## SELECTED PASSAGE

= = = = = = =

Johann Jakob Nöggerath (also as Johann Jacob Noeggerath) (10 October 1788 – 13 September 1877), German mineralogist and geologist, was born at Bonn.

In 1814-1815 he became a commissioner of mines for some of the Rhine provinces, and in 1818 became an associate professor at the newly established University of Bonn. In 1821 he was named a full professor of mineralogy and mining sciences at Bonn, where he also served as director of the university's natural history museum. He obtained a very fine collection of minerals for the museum, was eminently successful as a teacher, and achieved a wide reputation among mining engineers.

The following are his more important publications:
- Über aufrecht im Gebirgsgestein eingeschlossene fossile Baumstämme und andere Vegetabilien (1819–1821).

= = = = = = =

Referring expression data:
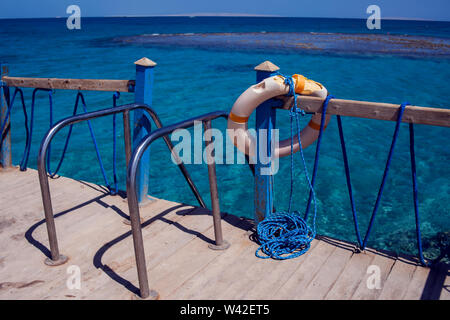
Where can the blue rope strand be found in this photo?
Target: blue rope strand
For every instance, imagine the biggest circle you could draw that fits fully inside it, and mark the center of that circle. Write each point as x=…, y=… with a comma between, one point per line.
x=362, y=244
x=285, y=235
x=115, y=190
x=316, y=159
x=10, y=104
x=386, y=171
x=349, y=182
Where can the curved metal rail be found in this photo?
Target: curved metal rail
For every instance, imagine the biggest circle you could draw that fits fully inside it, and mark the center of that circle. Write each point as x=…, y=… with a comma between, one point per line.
x=56, y=258
x=133, y=204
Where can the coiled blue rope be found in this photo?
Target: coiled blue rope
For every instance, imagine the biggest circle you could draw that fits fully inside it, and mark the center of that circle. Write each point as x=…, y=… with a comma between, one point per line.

= = = = = = =

## EXERCISES
1. Repeat word for word the part of the passage on Johann Jakob Nöggerath that runs from "Johann Jakob Nöggerath" to "andere Vegetabilien (1819–1821).".
2. Carry on the passage about Johann Jakob Nöggerath, picking up right after its last line.

## RESPONSES TO THE EXERCISE
1.
Johann Jakob Nöggerath (also as Johann Jacob Noeggerath) (10 October 1788 – 13 September 1877), German mineralogist and geologist, was born at Bonn.

In 1814-1815 he became a commissioner of mines for some of the Rhine provinces, and in 1818 became an associate professor at the newly established University of Bonn. In 1821 he was named a full professor of mineralogy and mining sciences at Bonn, where he also served as director of the university's natural history museum. He obtained a very fine collection of minerals for the museum, was eminently successful as a teacher, and achieved a wide reputation among mining engineers.

The following are his more important publications:
- Über aufrecht im Gebirgsgestein eingeschlossene fossile Baumstämme und andere Vegetabilien (1819–1821).

2.
- Das Gebirge in Rheinland-Westphalen, nach mineralogischem und chemischem Bezuge (4 volumes, 1822–1826).
- Die Entstehung und Ausbildung der Erde, vorzüglich durch Beispiele aus Rheinland-Westphalen erläutert (1843).
- Der Laacher See und seine vulkanischen Umgebungen (1870).

The Carboniferous plant Noeggerathia, allied to the genus Zamia and to cycads, is named after him, as is the lunar crater Nöggerath. He died at Bonn.